**TASKS**
1. Summarize the basement shop thread in two sentences.
2. Reproduce the basement shop thread word for word, everything from "If the house" down to "would be helpful.".

**TEXT SECTION**
# New Shop in the basement



## shooter123456 (Sep 26, 2020)

.


----------



## mmcmdl (Sep 26, 2020)

I did the opposite of what you're doing back in 93 . I moved my shop from a climate controlled basement to the other house 300 yards away . I then clubbed the basement all in oak , carpeted etc . I'm now in the process of downsizing and putting what I want to keep back down into the other house basement . I ran a large RPC back then , it took care of everything I needed . As far as moving things , lately I've been using the neighbors Bobcat just for re-arranging things . Back when I did the big move , I rented a all terrain Baker-York forklift with sliding forks . $300 bucks for 3 days . It took less than an hour though . I installed an Anderson 8 foot slider also , which helped out quite a bit .

I have to add , I dropped my first lathe off the dollies . Almost killed me AND the cat . It did a face plant onto the basement cement . Being it was a 17"x80" lathe , it left its' mark ! Still got the 3 way crack in the floor !


----------



## silence dogood (Sep 26, 2020)

Here's 3 cents worth.  1st. penny, make sure that the water from the hill and the roof goes around and away from the house. Keep that basement dry.  2nd penny,  LED lights can run on their own 15 amp circuit.  But besides  the 220 ,you might as well make your 110 plug ins at 20 amps.  3rd penny.  Making the door opening is great but you may need to redo the header so it can support the upper story. Wish you the best.


----------



## mickri (Sep 26, 2020)

It would be nice if you had a driveway to the lower portion of the property for a lot reasons besides ease of moving the equipment.

If the house isn't too old you might be able to get the thickness of the slab and the reinforcing rebar from the building department.  The permit file should have the name of builder and the structural engineer who engineered the house.  You should be able to get the info from them. 

If you only have a 100 amp panel I would upgrade to a 200 amp panel.  That will give you the extra circuits you need.

Some pictures of the property would be helpful.


----------



## Karl_T (Sep 26, 2020)

sounds like you got a great plan.

I have a similar setup. walkout basement with a garage and my shop on the basement level.

You will have the same issue i have - two pounds of stuff is a space for one pound. All the walls are shelves or pegboard clear to the ceiling. Lots of rolling carts and die carts. have to roll everything away from the machine of the moment to use it.  in my case i put the welders and torch on a cart and roll it outside to weld.

for sure a sub panel is the way to go. My ceiling has a 3 phase  electrical run around the perimeter with SO cord drops and plugs. My grinders are on steel skids so I can roll them out of the corner with a pallet truck and then plug in. Lots of drops when building is a great idea. You do not know what you will buy in the future. 

Only thing too noisy in my shop is the air compressor. I put it in the far corner of the garage. i didn't do it but a sound deadening box around it would be a good idea.

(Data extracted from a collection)
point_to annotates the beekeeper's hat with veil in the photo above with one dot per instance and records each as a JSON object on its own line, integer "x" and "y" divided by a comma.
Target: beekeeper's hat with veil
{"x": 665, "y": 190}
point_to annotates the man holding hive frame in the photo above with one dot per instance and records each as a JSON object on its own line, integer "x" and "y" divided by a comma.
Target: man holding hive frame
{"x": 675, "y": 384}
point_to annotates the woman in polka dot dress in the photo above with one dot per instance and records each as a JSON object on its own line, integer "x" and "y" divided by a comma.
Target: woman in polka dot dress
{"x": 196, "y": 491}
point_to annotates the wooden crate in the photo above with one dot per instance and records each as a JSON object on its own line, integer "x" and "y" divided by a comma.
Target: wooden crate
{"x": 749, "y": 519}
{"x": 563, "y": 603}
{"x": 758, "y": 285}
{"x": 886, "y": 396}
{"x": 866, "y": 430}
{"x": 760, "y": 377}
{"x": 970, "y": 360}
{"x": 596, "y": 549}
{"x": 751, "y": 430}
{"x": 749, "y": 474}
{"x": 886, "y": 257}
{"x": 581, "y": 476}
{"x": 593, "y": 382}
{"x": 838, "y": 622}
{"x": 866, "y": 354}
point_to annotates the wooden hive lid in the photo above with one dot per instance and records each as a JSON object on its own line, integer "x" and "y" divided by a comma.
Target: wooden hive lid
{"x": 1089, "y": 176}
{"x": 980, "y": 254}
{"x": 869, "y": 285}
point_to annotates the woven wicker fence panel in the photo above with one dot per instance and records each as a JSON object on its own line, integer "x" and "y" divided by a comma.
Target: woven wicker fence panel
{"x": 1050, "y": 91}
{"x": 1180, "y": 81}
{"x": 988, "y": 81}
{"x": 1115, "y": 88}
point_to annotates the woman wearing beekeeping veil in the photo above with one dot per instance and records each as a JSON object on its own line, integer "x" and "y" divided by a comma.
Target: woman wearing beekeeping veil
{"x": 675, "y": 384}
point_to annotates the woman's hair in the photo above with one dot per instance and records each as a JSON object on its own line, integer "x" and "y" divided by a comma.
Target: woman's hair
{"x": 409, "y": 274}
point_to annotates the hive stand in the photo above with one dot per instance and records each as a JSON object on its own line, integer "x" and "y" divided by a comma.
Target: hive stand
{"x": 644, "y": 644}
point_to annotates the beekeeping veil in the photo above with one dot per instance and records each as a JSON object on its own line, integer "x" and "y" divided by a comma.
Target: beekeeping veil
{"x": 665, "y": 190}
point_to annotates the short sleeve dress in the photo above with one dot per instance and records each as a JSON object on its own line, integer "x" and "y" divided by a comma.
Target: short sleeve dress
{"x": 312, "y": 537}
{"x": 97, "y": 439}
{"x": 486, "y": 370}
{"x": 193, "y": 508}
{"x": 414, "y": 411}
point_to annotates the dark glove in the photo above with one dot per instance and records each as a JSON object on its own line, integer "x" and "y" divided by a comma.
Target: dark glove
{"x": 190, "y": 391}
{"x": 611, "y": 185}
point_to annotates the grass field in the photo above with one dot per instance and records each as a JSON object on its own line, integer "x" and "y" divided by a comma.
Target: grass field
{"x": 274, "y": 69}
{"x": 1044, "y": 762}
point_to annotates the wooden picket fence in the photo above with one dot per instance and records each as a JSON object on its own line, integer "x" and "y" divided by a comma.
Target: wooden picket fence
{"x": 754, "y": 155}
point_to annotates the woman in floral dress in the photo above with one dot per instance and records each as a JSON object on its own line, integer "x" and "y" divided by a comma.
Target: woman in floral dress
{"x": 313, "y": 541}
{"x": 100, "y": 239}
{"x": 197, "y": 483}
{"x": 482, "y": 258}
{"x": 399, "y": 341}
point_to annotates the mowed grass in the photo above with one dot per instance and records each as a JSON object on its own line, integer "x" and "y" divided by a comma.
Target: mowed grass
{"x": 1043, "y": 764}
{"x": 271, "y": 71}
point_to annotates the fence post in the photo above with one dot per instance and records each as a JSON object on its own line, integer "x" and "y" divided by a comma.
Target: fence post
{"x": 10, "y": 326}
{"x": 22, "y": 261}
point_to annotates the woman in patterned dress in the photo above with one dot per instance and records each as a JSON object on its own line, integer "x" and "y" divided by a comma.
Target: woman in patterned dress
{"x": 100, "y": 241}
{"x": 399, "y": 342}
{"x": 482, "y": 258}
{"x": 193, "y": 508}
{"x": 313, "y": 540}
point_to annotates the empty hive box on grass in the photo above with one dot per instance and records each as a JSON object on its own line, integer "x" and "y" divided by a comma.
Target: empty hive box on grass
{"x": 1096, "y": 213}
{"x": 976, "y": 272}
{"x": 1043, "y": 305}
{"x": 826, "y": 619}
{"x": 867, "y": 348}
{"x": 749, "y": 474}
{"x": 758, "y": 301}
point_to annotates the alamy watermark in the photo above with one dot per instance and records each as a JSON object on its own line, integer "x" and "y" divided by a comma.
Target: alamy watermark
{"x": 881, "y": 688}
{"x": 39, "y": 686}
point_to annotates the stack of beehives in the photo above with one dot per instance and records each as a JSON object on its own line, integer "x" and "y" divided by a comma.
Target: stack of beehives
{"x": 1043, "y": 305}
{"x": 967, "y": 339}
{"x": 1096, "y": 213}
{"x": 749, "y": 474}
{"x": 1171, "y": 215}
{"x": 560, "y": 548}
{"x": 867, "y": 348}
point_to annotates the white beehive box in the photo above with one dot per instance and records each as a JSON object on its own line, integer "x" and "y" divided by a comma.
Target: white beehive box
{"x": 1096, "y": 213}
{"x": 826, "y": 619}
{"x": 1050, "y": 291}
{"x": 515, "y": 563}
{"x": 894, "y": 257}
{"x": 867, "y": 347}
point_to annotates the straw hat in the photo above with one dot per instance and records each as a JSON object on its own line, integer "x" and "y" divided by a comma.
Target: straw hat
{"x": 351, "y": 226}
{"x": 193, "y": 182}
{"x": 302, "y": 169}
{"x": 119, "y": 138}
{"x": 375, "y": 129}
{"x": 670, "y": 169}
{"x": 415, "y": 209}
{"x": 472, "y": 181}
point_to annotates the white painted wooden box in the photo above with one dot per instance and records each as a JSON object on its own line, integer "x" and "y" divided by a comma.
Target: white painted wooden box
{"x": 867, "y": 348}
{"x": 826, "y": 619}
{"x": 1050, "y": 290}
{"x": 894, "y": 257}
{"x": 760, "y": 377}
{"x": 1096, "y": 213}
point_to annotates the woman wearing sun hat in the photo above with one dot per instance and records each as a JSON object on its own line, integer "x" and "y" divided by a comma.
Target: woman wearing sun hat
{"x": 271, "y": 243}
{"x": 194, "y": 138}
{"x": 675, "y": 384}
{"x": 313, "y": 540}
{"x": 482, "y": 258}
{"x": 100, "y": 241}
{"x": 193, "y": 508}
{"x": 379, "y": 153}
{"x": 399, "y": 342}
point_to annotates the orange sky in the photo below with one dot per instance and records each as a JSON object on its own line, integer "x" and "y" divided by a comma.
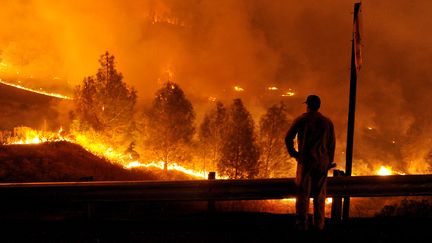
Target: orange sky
{"x": 211, "y": 46}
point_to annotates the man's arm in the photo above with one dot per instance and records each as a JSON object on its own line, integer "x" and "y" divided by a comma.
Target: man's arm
{"x": 289, "y": 140}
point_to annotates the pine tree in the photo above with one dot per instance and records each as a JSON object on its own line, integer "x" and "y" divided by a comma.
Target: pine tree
{"x": 239, "y": 150}
{"x": 105, "y": 103}
{"x": 211, "y": 133}
{"x": 170, "y": 124}
{"x": 274, "y": 159}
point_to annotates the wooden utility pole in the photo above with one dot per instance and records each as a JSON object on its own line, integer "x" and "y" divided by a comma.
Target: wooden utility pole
{"x": 355, "y": 65}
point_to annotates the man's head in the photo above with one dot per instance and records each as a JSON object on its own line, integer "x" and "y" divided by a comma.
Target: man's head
{"x": 313, "y": 102}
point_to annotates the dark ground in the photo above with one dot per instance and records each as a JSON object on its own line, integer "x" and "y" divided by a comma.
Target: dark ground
{"x": 218, "y": 227}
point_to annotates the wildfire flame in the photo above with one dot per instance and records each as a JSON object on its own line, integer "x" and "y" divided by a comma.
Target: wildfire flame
{"x": 36, "y": 91}
{"x": 289, "y": 93}
{"x": 238, "y": 88}
{"x": 171, "y": 166}
{"x": 387, "y": 170}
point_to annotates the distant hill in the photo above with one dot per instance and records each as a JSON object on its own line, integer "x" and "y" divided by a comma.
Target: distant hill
{"x": 25, "y": 108}
{"x": 64, "y": 161}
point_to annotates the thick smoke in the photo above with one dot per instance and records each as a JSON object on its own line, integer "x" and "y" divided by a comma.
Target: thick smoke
{"x": 208, "y": 47}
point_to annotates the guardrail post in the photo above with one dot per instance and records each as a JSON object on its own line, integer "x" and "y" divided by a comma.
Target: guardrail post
{"x": 336, "y": 213}
{"x": 211, "y": 207}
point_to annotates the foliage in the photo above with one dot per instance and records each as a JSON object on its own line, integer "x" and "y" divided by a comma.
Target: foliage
{"x": 239, "y": 150}
{"x": 105, "y": 103}
{"x": 211, "y": 133}
{"x": 274, "y": 159}
{"x": 170, "y": 124}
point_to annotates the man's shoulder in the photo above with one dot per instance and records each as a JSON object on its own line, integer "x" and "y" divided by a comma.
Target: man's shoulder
{"x": 326, "y": 119}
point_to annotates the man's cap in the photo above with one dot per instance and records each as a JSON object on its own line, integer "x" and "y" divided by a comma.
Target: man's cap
{"x": 313, "y": 101}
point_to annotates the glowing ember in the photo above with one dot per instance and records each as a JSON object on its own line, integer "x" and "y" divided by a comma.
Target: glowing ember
{"x": 26, "y": 135}
{"x": 212, "y": 99}
{"x": 288, "y": 94}
{"x": 36, "y": 91}
{"x": 329, "y": 200}
{"x": 384, "y": 170}
{"x": 171, "y": 166}
{"x": 238, "y": 88}
{"x": 387, "y": 170}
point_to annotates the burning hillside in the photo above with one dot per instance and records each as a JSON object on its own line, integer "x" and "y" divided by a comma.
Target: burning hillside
{"x": 260, "y": 51}
{"x": 64, "y": 161}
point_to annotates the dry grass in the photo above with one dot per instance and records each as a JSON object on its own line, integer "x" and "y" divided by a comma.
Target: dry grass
{"x": 64, "y": 161}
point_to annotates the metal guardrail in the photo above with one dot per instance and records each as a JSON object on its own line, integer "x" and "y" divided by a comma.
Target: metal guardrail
{"x": 217, "y": 190}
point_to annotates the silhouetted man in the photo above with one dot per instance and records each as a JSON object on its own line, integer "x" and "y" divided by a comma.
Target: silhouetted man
{"x": 316, "y": 146}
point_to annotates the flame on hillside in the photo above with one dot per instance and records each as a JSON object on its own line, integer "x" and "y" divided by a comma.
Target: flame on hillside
{"x": 36, "y": 91}
{"x": 26, "y": 135}
{"x": 387, "y": 170}
{"x": 93, "y": 144}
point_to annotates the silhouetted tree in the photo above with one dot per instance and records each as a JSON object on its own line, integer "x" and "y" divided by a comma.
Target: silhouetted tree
{"x": 105, "y": 103}
{"x": 239, "y": 150}
{"x": 274, "y": 159}
{"x": 211, "y": 133}
{"x": 170, "y": 123}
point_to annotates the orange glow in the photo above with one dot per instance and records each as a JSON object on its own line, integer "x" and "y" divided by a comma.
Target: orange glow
{"x": 212, "y": 99}
{"x": 36, "y": 91}
{"x": 238, "y": 88}
{"x": 288, "y": 93}
{"x": 387, "y": 170}
{"x": 26, "y": 135}
{"x": 171, "y": 166}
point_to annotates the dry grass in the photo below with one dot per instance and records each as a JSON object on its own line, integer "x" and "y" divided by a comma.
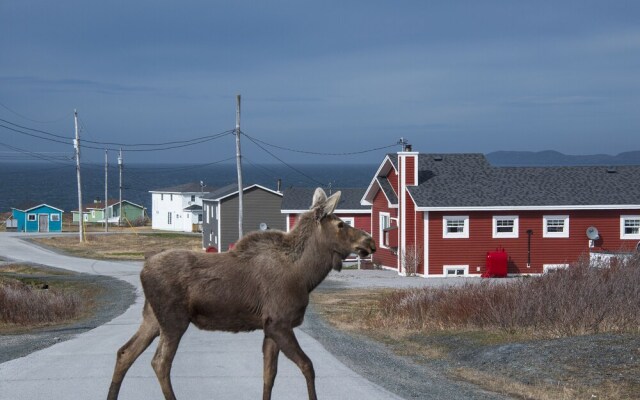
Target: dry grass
{"x": 429, "y": 324}
{"x": 577, "y": 301}
{"x": 120, "y": 246}
{"x": 540, "y": 390}
{"x": 33, "y": 297}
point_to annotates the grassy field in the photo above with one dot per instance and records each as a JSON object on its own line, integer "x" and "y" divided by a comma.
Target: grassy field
{"x": 121, "y": 246}
{"x": 569, "y": 320}
{"x": 32, "y": 297}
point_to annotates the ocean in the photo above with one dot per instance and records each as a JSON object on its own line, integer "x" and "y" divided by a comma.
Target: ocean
{"x": 56, "y": 184}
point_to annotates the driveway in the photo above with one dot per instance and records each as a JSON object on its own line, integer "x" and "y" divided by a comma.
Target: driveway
{"x": 208, "y": 364}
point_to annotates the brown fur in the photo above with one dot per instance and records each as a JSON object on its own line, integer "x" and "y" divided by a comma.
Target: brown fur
{"x": 264, "y": 283}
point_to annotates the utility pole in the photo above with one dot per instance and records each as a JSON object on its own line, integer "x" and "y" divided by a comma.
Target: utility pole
{"x": 106, "y": 205}
{"x": 120, "y": 189}
{"x": 76, "y": 145}
{"x": 404, "y": 144}
{"x": 239, "y": 165}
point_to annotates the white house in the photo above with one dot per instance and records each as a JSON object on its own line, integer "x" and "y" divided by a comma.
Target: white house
{"x": 178, "y": 208}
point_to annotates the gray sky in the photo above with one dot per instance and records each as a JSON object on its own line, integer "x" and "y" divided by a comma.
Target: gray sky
{"x": 322, "y": 76}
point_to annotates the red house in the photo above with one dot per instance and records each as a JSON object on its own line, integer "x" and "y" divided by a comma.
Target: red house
{"x": 447, "y": 214}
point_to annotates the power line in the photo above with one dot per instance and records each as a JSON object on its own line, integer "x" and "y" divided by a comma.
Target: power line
{"x": 283, "y": 162}
{"x": 35, "y": 154}
{"x": 158, "y": 146}
{"x": 318, "y": 153}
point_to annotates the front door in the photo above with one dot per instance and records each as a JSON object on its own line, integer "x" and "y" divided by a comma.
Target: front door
{"x": 43, "y": 223}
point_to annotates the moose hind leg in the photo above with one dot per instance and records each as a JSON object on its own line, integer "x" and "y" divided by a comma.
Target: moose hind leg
{"x": 166, "y": 351}
{"x": 270, "y": 350}
{"x": 286, "y": 340}
{"x": 131, "y": 350}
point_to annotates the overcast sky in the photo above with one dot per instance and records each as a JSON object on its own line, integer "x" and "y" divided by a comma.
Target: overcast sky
{"x": 321, "y": 76}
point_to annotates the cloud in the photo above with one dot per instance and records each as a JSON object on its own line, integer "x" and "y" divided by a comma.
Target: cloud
{"x": 75, "y": 85}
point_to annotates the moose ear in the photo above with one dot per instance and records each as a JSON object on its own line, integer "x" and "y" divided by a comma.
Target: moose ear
{"x": 331, "y": 203}
{"x": 318, "y": 197}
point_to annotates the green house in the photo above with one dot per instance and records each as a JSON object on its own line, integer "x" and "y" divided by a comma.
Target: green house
{"x": 94, "y": 213}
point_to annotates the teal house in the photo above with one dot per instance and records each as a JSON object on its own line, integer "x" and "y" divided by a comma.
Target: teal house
{"x": 38, "y": 218}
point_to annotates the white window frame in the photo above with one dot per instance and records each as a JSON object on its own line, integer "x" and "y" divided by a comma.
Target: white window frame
{"x": 351, "y": 221}
{"x": 547, "y": 234}
{"x": 500, "y": 235}
{"x": 623, "y": 221}
{"x": 546, "y": 268}
{"x": 455, "y": 235}
{"x": 447, "y": 268}
{"x": 382, "y": 228}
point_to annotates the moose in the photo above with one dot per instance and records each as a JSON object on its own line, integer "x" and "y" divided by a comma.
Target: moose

**EXPECTED ANSWERS**
1. One reply recounts moving a shop out of a basement with a rented forklift and dropping a large lathe that left a lasting crack in the floor. Other replies advise keeping water away from the basement, using 20-amp outlets, checking the door header, getting slab details from the building department, upgrading to a 200 amp panel or adding a sub panel, and boxing in a noisy air compressor.

2.
If the house isn't too old you might be able to get the thickness of the slab and the reinforcing rebar from the building department.  The permit file should have the name of builder and the structural engineer who engineered the house.  You should be able to get the info from them. 

If you only have a 100 amp panel I would upgrade to a 200 amp panel.  That will give you the extra circuits you need.

Some pictures of the property would be helpful.